ESTRATTO DEL TESTO:
====================
A questo punto però il «superamento» non riguarda solo Paolo VI, bensì anche san Giovanni Paolo II, il quale confutò sempre le ragioni di chi si opponeva a Humanae vitae.
«Non si tratta di una dottrina inventata dall’uomo: essa è stata inscritta dalla mano creatrice di Dio nella stessa natura della persona umana ed è stata da lui confermata nella rivelazione», diceva Karol Wojtyła nel 1988 (discorso ai partecipanti al II Congresso internazionale di teologia morale), a vent’anni dall’enciclica di Montini. «Metterla in discussione, pertanto, equivale a rifiutare a Dio stesso l’obbedienza della nostra intelligenza. Equivale a preferire il lume della nostra ragione alla luce della divina sapienza, cadendo così nell’oscurità dell’errore e finendo per intaccare altri fondamentali capisaldi della dottrina cristiana».
Come ha opportunamente ricordato Sandro Magister, san Giovanni Paolo II, anche grazie al contributo del compianto Carlo Caffarra, rifiutava l’idea, di matrice soggettivista, che la coscienza, di per sé, possa legittimare la norma morale. Sosteneva infatti papa Wojtyła: «Durante questi anni, a seguito della contestazione di Humanae vitae, è stata messa in discussione la stessa dottrina cristiana della coscienza morale, accettando l’idea di coscienza creatrice della norma morale. In tal modo è stato radicalmente spezzato quel vincolo di obbedienza alla santa volontà del Creatore, in cui consiste la stessa dignità dell’uomo. La coscienza, infatti, è il “luogo” in cui l’uomo viene illuminato da una luce che non gli deriva dalla sua ragione creata e sempre fallibile, ma dalla sapienza stessa del Verbo, nel quale tutto è stato creato».
====================
Elenco di puntamenti a oggetti nominati:
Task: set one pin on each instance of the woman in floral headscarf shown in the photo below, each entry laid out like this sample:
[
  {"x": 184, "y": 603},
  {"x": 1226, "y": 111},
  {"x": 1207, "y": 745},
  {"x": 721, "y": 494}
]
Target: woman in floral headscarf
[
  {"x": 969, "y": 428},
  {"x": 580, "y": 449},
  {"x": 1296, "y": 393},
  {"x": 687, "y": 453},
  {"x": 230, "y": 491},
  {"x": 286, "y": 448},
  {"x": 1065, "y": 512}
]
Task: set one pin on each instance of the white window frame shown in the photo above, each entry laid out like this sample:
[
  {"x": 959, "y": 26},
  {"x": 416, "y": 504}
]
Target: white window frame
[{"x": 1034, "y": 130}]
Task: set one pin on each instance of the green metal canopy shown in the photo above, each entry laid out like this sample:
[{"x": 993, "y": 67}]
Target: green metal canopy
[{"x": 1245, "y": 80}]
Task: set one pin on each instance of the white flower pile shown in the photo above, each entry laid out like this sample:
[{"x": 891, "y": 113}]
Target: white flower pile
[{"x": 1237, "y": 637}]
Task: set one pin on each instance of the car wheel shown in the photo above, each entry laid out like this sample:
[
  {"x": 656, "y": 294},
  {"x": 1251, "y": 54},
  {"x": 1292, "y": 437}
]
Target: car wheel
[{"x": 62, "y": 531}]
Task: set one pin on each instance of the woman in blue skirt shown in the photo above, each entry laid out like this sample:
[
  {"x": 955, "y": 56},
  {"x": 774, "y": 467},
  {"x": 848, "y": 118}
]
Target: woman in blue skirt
====================
I TUOI COMPITI:
1 > Rispondi a queste domande sul brano su Humanae vitae riportato sopra:
(a) In che anno e davanti a chi Karol Wojtyła pronunciò il discorso citato?
(b) Chi, secondo il brano, ha opportunamente ricordato il rifiuto della coscienza come fonte della norma morale?
(c) Nelle parole di papa Wojtyła, in che cosa consiste la stessa dignità dell'uomo?
2 > Trascrivi dal brano su Humanae vitae, riportato sopra, tutto ciò che va da "A questo punto" fino a "a Humanae vitae.".
3 > Prosegui il brano su Humanae vitae e san Giovanni Paolo II, riportato sopra, dal punto in cui si ferma.

RISULTATI PER COMPITO:
1 >
(a) Nel 1988, davanti ai partecipanti al II Congresso internazionale di teologia morale.
(b) Sandro Magister.
(c) Nel vincolo di obbedienza alla santa volontà del Creatore.

2 >
A questo punto però il «superamento» non riguarda solo Paolo VI, bensì anche san Giovanni Paolo II, il quale confutò sempre le ragioni di chi si opponeva a Humanae vitae.

3 >
La norma morale, spiegava san Giovanni Paolo II, non può essere modificata al punto da trasformare in bene ciò che è male, in ordinato ciò che è disordinato, e la Madre Chiesa ha il dovere di ricordarlo: «Paolo VI, qualificando l’atto contraccettivo come intrinsecamente illecito, ha inteso insegnare che la norma morale è tale da non ammettere eccezioni: nessuna circostanza personale o sociale ha mai potuto, può e potrà rendere in se stesso ordinato un tale atto. L’esistenza di norme particolari in ordine all’agire intra-mondano dell’uomo, dotate di una tale forza obbligante da escludere sempre e comunque la possibilità di eccezioni, è un insegnamento costante della Tradizione e del Magistero della Chiesa che non può essere messo in discussione dal teologo cattolico».
Con il «superamento» di Humane vitae è dunque anche il magistero di papa Wojtyła a essere messo in discussione, a partire da quei veri e propri pilastri dell’insegnamento di san Giovanni Paolo II che sono l’esortazione Familiaris consortio del 1981 e l’enciclica Veritatis splendor del 1993.
È da notare che anche san Giovanni Paolo II si richiamava al discernimento, ma in modo ben diverso da quello indicato dal nuovo paradigma.
In Veritatis splendor, per esempio, spiegava: «Rivolgendomi con questa enciclica a voi, confratelli nell’episcopato, intendo enunciare i principi necessari per il discernimento di ciò che è contrario alla “sana dottrina”, richiamando quegli elementi dell’insegnamento morale della Chiesa che sembrano oggi particolarmente esposti all’errore, all’ambiguità o alla dimenticanza» (n. 30) .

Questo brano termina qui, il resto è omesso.